» **Yazılı Yönerge a**
Kayıtlarda "indicate the green" ifadesinin geçtiği satırdan "column 21, row 250" ifadesinin geçtiği satıra kadar (bu iki satır da dahil) uzanan satırları, boş satırları atlayarak numaralı bir listeye dönüştürün.

ÇOK KUTUPLU DÜNYAYA DOĞRU

Öte yandan, Dünya siyasetinde bir dönem kapanırken, ABD’nin Avrupa üzerindeki etkisinin azaldığını belirten Güzaltan'a göre, Çok Kutuplu Dünya giderek daha belirgin hale geliyor. Güzaltan'a göre, "Türkiye, özellikle Montrö Sözleşmesi’nin uygulanması konusunda dikkatli olmalı ve Ukrayna’nın düştüğü durumdan gereken dersleri çıkarmalı. Ancak her şeyden önemlisi, yükselmekte olan yeni dünyanın farkına varmalı."

‘BÜYÜK BİR SAVAŞ OLMAYACAK’

Konuyla ilgili Cumhuriyet’in sorularını yanıtlayan TASS haber ajansı savunma analisti (E) Albay Viktor Litovkin, Rus kuvvetlerinin temas hattına, Donetsk ve Luhansk’a yönelik Ukrayna taarruzunu durdurmak için hareket ettiğini belirterek, “NATO’nun da dahil olduğu büyük ölçekli bir savaş olmayacak. Rusya’nın görevi, Donbas’ta halkının huzurunu garanti altına almaktır ve buna katkı sağlayacak her türlü diplomatik, siyasi, ekonomik ve askeri araç aktif şekilde kullanılacaktır” dedi. Batı’daki güç merkezlerinden sık sık Rusya’nın Ukrayna’yı topyekûn işgal edeceğine dair uyarılar gelirken, Rus makamları, harekâtın ana hedefinin Donbas’ta kontrolü sağlamak olduğunda ısrar ediyor. 2021 sonunda tırmanmaya başlayan Rusya-Ukrayna krizi uzmanlar tarafından sık sık, “bölgede Soğuk Savaş’tan bu yana yaşanmış en büyük kriz” olarak tarif ediliyor.

» **Gösterilen Bilgiler**
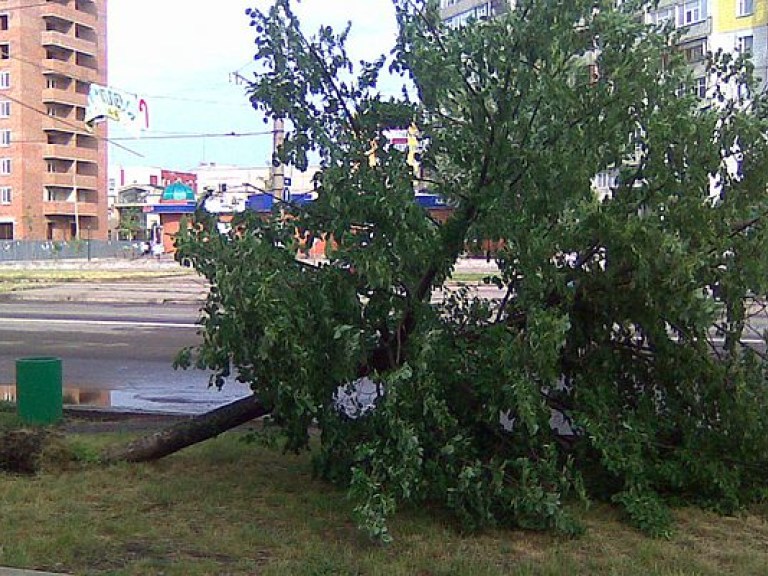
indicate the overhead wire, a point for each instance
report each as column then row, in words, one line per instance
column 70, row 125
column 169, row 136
--
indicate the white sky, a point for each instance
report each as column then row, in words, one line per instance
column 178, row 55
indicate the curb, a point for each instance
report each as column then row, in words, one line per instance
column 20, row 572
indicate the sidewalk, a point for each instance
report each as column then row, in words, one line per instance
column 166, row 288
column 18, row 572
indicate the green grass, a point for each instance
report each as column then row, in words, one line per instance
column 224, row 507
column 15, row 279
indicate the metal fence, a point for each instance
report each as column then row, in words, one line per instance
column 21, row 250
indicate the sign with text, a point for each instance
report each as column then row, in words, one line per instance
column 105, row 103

» **Yazılı Yönerge b**
Verilen metne göre 2021 sonunda tırmanmaya başlayan Rusya-Ukrayna krizi uzmanlar tarafından nasıl tarif ediliyor?

» **Alıştırma Yanıtı a**
1. indicate the green grass, a point for each instance
2. report each as column then row, in words, one line per instance
3. column 224, row 507
4. column 15, row 279
5. indicate the metal fence, a point for each instance
6. report each as column then row, in words, one line per instance
7. column 21, row 250

» **Alıştırma Yanıtı b**
Bölgede Soğuk Savaş'tan bu yana yaşanmış en büyük kriz olarak.